Repeat the entries. Each one must match exactly.

— Records excerpted from a collection —
========================================================================

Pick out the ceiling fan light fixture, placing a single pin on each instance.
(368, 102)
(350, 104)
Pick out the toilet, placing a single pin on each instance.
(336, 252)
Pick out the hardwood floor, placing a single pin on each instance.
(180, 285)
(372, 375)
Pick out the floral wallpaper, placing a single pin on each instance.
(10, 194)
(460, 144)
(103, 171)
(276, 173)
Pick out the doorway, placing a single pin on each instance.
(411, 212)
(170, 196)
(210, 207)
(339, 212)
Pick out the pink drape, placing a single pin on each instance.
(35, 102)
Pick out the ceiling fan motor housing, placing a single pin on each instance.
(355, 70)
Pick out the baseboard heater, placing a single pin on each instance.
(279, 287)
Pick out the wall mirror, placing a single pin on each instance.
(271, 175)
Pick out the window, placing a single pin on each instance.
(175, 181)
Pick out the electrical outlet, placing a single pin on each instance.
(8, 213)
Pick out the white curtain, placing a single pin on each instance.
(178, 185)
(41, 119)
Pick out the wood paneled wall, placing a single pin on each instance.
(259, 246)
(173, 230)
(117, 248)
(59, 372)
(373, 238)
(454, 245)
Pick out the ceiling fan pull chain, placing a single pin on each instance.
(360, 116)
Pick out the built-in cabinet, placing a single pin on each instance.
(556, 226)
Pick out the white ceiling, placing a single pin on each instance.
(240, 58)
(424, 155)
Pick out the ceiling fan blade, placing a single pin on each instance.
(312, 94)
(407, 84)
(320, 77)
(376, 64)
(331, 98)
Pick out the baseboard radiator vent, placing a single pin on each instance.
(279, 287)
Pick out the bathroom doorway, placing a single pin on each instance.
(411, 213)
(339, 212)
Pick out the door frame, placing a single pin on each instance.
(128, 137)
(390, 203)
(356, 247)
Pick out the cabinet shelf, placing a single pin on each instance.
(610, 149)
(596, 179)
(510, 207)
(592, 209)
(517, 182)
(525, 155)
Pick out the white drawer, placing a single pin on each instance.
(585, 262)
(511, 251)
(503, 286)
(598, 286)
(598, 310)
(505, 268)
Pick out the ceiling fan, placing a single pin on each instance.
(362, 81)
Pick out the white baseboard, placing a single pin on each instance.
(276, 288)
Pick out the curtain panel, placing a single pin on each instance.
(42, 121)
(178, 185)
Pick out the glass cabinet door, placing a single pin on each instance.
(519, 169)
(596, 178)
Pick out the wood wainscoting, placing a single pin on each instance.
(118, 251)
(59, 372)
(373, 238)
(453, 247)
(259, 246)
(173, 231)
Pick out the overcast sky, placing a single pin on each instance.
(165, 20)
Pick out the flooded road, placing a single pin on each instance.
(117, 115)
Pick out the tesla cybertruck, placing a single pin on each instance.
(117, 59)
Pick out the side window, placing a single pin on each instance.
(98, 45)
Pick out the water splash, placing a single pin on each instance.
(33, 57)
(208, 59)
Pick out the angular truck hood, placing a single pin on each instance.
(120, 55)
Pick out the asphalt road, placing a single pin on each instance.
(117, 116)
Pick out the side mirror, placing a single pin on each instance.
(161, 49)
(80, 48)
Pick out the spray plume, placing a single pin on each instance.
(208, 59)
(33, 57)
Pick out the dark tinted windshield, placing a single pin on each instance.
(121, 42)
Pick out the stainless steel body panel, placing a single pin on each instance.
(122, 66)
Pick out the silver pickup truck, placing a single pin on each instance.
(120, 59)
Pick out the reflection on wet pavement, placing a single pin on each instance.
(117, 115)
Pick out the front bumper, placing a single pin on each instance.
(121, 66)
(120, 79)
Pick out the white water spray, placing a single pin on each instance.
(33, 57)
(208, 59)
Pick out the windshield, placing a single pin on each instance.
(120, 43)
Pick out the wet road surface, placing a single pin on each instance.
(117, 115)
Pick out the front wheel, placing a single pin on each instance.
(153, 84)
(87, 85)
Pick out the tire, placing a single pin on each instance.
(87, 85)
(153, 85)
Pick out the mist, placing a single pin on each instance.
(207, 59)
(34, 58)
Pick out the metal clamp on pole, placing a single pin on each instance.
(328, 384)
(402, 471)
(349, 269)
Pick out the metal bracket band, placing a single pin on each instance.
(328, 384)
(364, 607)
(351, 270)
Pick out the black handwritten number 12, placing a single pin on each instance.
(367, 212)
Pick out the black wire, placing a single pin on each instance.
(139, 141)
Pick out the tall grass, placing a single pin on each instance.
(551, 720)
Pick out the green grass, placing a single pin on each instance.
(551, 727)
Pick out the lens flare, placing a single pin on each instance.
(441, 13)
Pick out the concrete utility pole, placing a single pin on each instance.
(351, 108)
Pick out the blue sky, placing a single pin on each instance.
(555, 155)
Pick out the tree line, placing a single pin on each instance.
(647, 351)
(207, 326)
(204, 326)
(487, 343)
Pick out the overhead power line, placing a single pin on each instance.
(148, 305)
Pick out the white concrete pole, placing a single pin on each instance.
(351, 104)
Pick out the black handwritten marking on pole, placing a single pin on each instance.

========================================================================

— OUTPUT FOR THIS EXERCISE —
Pick out the ceiling fan light fixture, placing a single pin on each instance.
(368, 102)
(350, 104)
Pick out the toilet, placing a single pin on each instance.
(336, 252)
Pick out the hardwood floor, placing a single pin on each instance.
(180, 285)
(372, 375)
Pick out the floral wallpaper, placing a single pin on each instance.
(10, 194)
(460, 144)
(103, 171)
(276, 173)
Pick out the doorway, placing a single pin on each instance.
(411, 212)
(170, 196)
(210, 207)
(339, 212)
Pick out the pink drape, placing a single pin on each instance.
(35, 102)
Pick out the ceiling fan motor housing, placing a single pin on each instance.
(355, 70)
Pick out the baseboard heater, placing a single pin on each instance.
(279, 287)
Pick out the wall mirror, placing a single pin on each instance.
(271, 175)
Pick out the window, placing a single pin on each instance.
(175, 181)
Pick out the electrical outlet, placing a single pin on each instance.
(8, 213)
Pick out the white curtain, placing a single pin on each instance.
(178, 185)
(41, 119)
Pick out the wood paneled wall, placing a single pin on each instance.
(259, 246)
(173, 230)
(117, 248)
(59, 372)
(373, 238)
(454, 245)
Pick out the ceiling fan pull chain, placing a single pin on each instance.
(360, 116)
Pick out the built-in cabinet, placing a single pin on each instance.
(556, 226)
Pick out the white ceiling, placing a single pin on each instance.
(240, 58)
(424, 155)
Pick out the ceiling fan blade, placing a single pin on each instance.
(312, 94)
(407, 84)
(320, 77)
(376, 64)
(331, 98)
Pick out the baseboard radiator vent, placing a single pin on each instance.
(279, 287)
Pick out the bathroom doorway, placing a single pin on each instance.
(411, 213)
(339, 212)
Pick out the door frame, placing a single pin on each instance.
(128, 137)
(390, 203)
(356, 247)
Pick out the cabinet shelf, placing a single pin on each instance.
(610, 149)
(596, 179)
(510, 207)
(592, 209)
(517, 182)
(525, 155)
Pick out the white drawer, placing a single pin on each instance.
(585, 262)
(511, 251)
(503, 286)
(598, 286)
(598, 310)
(505, 268)
Pick out the ceiling fan, placing a single pin on each instance.
(362, 81)
Pick out the white baseboard, placing a single pin on each instance.
(276, 288)
Pick out the curtain panel, placing a single pin on each instance.
(42, 121)
(178, 185)
Pick out the glass cabinet door, placing a single pin on each instance.
(519, 169)
(596, 178)
Pick out the wood wainscoting, placing a single pin on each instance.
(118, 251)
(59, 372)
(373, 238)
(453, 247)
(259, 246)
(173, 231)
Pick out the overcast sky, placing a single pin on each instance.
(165, 20)
Pick out the flooded road, placing a single pin on each instance.
(117, 115)
Pick out the tesla cybertruck, placing a single pin on each instance.
(117, 59)
Pick out the side window, placing a single pin on each instance.
(98, 45)
Pick out the water splash, placing a single pin on each instance.
(33, 57)
(208, 59)
Pick out the angular truck hood, placing a single pin on each instance.
(120, 55)
Pick out the asphalt road, placing a single pin on each instance.
(117, 116)
Pick out the side mirror, placing a single pin on each instance.
(161, 49)
(80, 48)
Pick out the spray plume, placing a single pin on each instance.
(208, 59)
(33, 57)
Pick out the dark tinted windshield, placing a single pin on each instance.
(121, 42)
Pick out the stainless steel body panel, placing a single pin on each instance.
(122, 66)
Pick out the silver pickup truck, placing a single pin on each instance.
(120, 59)
Pick out the reflection on wet pavement, placing a single pin on each instance.
(117, 115)
Pick out the front bumper, placing a single pin on each instance.
(121, 66)
(120, 79)
Pick out the white water spray, placing a single pin on each instance.
(33, 57)
(208, 59)
Pick out the windshield, placing a single pin on each instance.
(120, 43)
Pick out the wet road surface, placing a single pin on each instance.
(117, 115)
Pick out the front wheel, placing a single pin on each instance.
(153, 84)
(87, 85)
Pick out the tire, placing a single pin on each instance.
(87, 85)
(153, 85)
Pick out the mist, placing a single pin on each instance.
(207, 59)
(34, 58)
Pick out the metal clamp on pole, placing a single pin on each instance.
(328, 384)
(402, 471)
(349, 269)
Pick out the metal bracket band, placing a single pin on each instance.
(328, 384)
(364, 607)
(351, 270)
Pick out the black handwritten number 12, placing a single pin on each instance.
(367, 212)
Pick out the black wire, placing a single pin on each instance.
(139, 141)
Pick out the tall grass, placing a single pin on each instance.
(551, 720)
Pick out the green grass, placing a single pin on each instance.
(551, 727)
Pick out the lens flare, placing a single pin on each instance.
(441, 13)
Pick out the concrete utility pole, placing a single pin on each instance.
(351, 108)
Pick out the blue sky, placing a single pin on each instance.
(555, 155)
Pick out the tree line, placing a single pin on each instance.
(647, 351)
(207, 326)
(204, 326)
(487, 343)
Pick out the overhead power line, placing a single pin on each instance.
(148, 305)
Pick out the white concrete pole, placing a single pin on each instance.
(351, 104)
Pick out the black handwritten marking on pole, placing a single pin on each instance.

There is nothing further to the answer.